Each entry needs to be retyped exactly.

┌──

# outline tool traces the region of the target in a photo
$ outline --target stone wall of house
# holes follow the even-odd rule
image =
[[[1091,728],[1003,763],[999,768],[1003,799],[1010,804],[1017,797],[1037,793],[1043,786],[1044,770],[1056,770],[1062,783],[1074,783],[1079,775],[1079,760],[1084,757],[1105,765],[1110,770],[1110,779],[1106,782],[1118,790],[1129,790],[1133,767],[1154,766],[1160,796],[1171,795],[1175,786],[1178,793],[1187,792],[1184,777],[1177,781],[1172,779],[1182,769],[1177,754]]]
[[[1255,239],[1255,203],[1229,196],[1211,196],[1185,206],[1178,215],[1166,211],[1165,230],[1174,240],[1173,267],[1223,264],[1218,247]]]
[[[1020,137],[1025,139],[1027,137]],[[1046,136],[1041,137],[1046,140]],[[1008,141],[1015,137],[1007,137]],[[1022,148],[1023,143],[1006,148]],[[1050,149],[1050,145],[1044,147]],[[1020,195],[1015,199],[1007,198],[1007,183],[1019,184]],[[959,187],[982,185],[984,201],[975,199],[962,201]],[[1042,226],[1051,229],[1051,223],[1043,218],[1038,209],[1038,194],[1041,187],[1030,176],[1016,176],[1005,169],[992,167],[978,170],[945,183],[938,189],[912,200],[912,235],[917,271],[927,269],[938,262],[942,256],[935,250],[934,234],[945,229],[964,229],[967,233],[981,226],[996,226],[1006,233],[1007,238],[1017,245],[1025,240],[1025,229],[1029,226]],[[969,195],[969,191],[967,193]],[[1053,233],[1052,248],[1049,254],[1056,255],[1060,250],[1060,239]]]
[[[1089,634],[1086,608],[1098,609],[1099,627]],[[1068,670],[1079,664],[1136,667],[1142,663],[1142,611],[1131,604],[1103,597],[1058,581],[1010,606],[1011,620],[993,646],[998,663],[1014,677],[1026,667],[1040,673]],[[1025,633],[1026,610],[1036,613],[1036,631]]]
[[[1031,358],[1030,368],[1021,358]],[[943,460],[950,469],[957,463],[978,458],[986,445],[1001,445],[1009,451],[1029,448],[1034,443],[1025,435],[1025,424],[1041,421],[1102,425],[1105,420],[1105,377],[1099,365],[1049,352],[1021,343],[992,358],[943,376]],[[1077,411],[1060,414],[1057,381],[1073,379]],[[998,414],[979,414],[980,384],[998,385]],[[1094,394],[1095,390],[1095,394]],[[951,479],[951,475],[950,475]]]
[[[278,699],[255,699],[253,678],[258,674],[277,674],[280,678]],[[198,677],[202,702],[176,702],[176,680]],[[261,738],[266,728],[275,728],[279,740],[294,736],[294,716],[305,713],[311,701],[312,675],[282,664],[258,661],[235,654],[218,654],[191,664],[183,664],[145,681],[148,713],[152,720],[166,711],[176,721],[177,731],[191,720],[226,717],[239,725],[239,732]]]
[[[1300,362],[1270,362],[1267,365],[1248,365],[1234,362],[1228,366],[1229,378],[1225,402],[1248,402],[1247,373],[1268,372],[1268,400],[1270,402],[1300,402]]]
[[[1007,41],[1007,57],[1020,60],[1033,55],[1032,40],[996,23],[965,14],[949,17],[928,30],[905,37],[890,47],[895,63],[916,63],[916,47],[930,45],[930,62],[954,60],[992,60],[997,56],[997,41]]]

└──

→ Solved problem:
# outline tool traces the region of the target in a photo
$ outline --target stone wall of house
# holes follow the even-odd rule
image =
[[[1091,728],[1003,763],[999,768],[1003,799],[1010,804],[1017,797],[1037,793],[1043,786],[1044,770],[1056,770],[1062,783],[1074,783],[1079,775],[1079,760],[1084,757],[1105,765],[1110,770],[1110,779],[1106,782],[1118,790],[1129,790],[1133,767],[1154,766],[1160,796],[1171,795],[1175,786],[1178,793],[1187,792],[1184,777],[1177,781],[1172,779],[1182,769],[1177,754]]]
[[[1255,239],[1255,203],[1229,196],[1211,196],[1185,206],[1178,215],[1166,211],[1165,230],[1174,240],[1173,267],[1223,264],[1218,247]]]
[[[1020,137],[1025,139],[1027,137]],[[1046,136],[1041,137],[1046,140]],[[1008,141],[1015,137],[1007,137]],[[1022,148],[1023,143],[1006,148]],[[1050,149],[1050,145],[1044,147]],[[1020,195],[1015,199],[1007,198],[1007,183],[1019,184]],[[959,187],[982,185],[984,201],[975,199],[962,201]],[[1042,226],[1051,229],[1051,223],[1043,218],[1038,209],[1038,194],[1041,187],[1030,176],[1016,176],[1005,169],[992,167],[978,170],[945,183],[938,189],[912,200],[912,235],[917,271],[927,269],[938,262],[942,256],[935,250],[934,234],[945,229],[964,229],[967,233],[981,226],[996,226],[1006,233],[1007,238],[1017,245],[1025,240],[1025,229],[1029,226]],[[969,195],[969,191],[967,193]],[[1053,233],[1052,248],[1049,254],[1056,255],[1060,250],[1060,239]]]
[[[1089,634],[1086,608],[1098,609],[1099,627]],[[1068,670],[1079,664],[1136,667],[1142,663],[1142,611],[1131,604],[1103,597],[1058,581],[1010,606],[1011,620],[993,646],[998,663],[1014,677],[1026,667],[1040,673]],[[1025,633],[1026,610],[1036,613],[1036,631]]]
[[[1031,358],[1030,368],[1021,358]],[[943,460],[950,469],[957,463],[978,458],[986,445],[1001,445],[1009,451],[1029,448],[1034,443],[1025,435],[1025,424],[1041,421],[1102,425],[1105,420],[1105,377],[1099,365],[1049,352],[1021,343],[992,358],[943,376]],[[1077,411],[1060,414],[1057,381],[1073,379]],[[998,414],[979,414],[980,384],[998,385]],[[1094,394],[1095,390],[1095,394]],[[951,479],[951,475],[950,475]]]
[[[278,699],[255,699],[253,678],[258,674],[277,674],[280,678]],[[198,677],[202,702],[176,702],[176,680]],[[261,738],[266,728],[275,728],[279,740],[294,736],[294,716],[305,713],[311,701],[312,675],[282,664],[258,661],[235,654],[218,654],[191,664],[183,664],[145,681],[148,713],[152,720],[166,711],[176,721],[177,731],[191,720],[226,717],[239,725],[239,732]]]
[[[1300,362],[1270,362],[1267,365],[1248,365],[1234,362],[1228,366],[1229,378],[1225,402],[1248,402],[1247,373],[1268,372],[1268,400],[1270,402],[1300,402]]]
[[[1007,41],[1007,57],[1020,60],[1033,55],[1032,40],[996,23],[965,14],[949,17],[928,30],[905,37],[890,47],[895,63],[916,63],[916,47],[930,45],[930,62],[954,60],[992,60],[997,56],[997,41]]]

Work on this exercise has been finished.